Description of the task:
Locate every line in the records below that contains the word "foliage" and copy each of those lines.

· · · · · · ·

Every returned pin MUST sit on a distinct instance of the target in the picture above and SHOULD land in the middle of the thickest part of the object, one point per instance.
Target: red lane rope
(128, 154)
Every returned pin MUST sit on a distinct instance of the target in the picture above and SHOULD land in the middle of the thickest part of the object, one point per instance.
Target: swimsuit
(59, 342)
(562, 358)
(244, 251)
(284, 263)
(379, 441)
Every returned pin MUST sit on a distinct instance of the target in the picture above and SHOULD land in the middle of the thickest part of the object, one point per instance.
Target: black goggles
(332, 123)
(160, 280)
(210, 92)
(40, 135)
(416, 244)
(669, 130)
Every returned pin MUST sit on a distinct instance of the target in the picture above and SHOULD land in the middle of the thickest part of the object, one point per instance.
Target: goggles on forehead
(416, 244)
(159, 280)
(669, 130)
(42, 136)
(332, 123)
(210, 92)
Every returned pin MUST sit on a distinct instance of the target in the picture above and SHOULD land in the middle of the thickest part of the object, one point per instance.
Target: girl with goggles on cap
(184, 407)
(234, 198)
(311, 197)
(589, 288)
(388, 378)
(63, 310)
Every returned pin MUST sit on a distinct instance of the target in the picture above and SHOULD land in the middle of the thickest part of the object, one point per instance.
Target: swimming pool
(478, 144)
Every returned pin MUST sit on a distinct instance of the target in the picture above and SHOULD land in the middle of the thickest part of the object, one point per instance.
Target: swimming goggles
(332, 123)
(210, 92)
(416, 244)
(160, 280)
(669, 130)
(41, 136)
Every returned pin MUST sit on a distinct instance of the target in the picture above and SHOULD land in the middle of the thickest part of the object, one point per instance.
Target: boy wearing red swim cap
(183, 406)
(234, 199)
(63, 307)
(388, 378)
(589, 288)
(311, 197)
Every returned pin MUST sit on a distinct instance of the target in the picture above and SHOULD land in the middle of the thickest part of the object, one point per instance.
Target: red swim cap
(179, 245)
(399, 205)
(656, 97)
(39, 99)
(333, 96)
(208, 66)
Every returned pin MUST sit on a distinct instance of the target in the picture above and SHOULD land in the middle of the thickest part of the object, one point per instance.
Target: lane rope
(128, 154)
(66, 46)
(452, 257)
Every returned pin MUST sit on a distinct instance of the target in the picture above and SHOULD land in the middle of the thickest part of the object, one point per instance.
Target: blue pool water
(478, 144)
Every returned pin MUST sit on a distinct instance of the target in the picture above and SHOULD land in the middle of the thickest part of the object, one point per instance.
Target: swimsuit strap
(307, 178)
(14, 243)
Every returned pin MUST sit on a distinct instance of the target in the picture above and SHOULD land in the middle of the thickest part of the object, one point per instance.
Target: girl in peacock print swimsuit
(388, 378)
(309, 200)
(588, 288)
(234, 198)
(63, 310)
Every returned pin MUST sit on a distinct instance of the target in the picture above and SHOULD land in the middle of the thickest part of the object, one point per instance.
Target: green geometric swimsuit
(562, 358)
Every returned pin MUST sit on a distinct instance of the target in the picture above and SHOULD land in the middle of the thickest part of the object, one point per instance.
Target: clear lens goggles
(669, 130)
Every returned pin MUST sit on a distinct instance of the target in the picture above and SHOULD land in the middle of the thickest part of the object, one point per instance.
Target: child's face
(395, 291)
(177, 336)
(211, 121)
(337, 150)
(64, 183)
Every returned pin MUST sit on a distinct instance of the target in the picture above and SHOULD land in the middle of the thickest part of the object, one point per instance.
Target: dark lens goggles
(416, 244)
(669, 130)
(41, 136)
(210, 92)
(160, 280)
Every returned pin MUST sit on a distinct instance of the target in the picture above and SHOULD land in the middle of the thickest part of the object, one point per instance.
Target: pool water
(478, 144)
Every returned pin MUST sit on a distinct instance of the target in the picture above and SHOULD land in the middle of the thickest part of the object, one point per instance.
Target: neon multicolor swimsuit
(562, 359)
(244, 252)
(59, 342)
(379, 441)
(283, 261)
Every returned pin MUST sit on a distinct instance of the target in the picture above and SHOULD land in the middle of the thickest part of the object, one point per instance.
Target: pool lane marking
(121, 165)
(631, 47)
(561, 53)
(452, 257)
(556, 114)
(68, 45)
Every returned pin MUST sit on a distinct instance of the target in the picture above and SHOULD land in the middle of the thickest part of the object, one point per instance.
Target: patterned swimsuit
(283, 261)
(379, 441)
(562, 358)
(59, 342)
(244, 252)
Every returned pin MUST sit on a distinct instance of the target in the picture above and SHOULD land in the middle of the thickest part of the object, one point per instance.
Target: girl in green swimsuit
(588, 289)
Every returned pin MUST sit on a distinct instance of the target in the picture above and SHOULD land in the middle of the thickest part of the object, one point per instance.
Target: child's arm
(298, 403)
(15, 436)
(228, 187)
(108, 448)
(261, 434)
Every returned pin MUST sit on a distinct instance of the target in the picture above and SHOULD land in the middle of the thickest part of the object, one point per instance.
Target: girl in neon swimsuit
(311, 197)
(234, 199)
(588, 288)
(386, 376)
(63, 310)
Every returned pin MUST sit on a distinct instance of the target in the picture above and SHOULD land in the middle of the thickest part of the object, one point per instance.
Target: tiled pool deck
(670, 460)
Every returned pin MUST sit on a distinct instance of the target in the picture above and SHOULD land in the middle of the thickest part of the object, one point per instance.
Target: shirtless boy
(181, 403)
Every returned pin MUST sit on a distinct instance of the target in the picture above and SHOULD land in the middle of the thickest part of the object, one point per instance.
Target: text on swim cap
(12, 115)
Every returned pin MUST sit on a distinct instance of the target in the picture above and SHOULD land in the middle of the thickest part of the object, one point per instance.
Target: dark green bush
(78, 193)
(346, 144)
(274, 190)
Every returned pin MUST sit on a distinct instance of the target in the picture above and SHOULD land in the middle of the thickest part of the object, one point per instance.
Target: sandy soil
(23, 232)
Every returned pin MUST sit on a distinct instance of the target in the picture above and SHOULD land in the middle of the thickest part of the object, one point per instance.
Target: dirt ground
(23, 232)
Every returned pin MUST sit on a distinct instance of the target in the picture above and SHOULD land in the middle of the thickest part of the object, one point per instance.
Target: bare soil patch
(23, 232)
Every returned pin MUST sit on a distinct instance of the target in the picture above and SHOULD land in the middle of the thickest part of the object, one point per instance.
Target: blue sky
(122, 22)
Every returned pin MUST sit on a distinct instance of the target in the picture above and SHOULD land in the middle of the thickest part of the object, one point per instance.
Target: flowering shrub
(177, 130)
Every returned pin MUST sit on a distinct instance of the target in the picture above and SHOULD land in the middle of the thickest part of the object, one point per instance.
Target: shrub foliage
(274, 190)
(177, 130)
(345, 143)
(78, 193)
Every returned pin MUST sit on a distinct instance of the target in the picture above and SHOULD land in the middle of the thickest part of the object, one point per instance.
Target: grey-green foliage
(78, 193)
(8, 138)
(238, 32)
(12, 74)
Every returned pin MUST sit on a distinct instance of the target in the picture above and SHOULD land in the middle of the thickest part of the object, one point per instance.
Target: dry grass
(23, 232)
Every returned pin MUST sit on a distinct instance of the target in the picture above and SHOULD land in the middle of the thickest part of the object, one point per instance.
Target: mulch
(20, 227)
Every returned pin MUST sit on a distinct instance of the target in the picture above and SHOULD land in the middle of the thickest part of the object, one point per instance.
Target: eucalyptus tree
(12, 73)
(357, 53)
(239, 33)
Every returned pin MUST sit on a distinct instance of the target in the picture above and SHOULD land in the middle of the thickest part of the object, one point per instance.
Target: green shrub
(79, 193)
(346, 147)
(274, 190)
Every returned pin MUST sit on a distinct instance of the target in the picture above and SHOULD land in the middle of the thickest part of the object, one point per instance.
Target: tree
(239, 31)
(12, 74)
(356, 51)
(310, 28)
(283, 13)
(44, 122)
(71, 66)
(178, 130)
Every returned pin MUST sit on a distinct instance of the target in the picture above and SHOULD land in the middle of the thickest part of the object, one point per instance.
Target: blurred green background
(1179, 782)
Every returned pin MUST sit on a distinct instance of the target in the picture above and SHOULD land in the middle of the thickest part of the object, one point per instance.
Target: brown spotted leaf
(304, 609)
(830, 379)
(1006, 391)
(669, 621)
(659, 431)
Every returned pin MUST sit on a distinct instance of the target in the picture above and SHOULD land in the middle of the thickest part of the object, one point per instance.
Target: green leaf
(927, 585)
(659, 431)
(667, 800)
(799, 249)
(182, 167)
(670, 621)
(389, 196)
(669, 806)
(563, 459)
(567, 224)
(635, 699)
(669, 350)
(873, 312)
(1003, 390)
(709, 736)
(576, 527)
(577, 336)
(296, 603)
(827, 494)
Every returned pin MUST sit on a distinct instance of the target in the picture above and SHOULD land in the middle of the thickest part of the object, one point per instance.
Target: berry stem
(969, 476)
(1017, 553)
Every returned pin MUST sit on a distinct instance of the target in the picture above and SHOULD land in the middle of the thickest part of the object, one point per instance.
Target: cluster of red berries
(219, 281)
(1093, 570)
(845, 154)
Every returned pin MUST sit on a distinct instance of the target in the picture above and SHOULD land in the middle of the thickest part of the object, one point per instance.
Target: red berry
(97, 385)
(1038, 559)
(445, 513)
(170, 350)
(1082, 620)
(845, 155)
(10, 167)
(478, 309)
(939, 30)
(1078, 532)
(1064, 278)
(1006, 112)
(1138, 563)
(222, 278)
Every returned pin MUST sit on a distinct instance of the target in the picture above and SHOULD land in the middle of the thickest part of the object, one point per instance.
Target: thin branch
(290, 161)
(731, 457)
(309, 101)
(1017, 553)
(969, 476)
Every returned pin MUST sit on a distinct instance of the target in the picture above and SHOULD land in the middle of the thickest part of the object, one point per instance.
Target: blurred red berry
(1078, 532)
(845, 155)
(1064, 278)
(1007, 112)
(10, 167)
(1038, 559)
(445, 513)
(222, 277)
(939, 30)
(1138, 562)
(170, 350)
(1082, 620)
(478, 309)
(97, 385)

· · · · · · ·

Solution to this problem:
Target: shrub foliage
Target: grey-green foliage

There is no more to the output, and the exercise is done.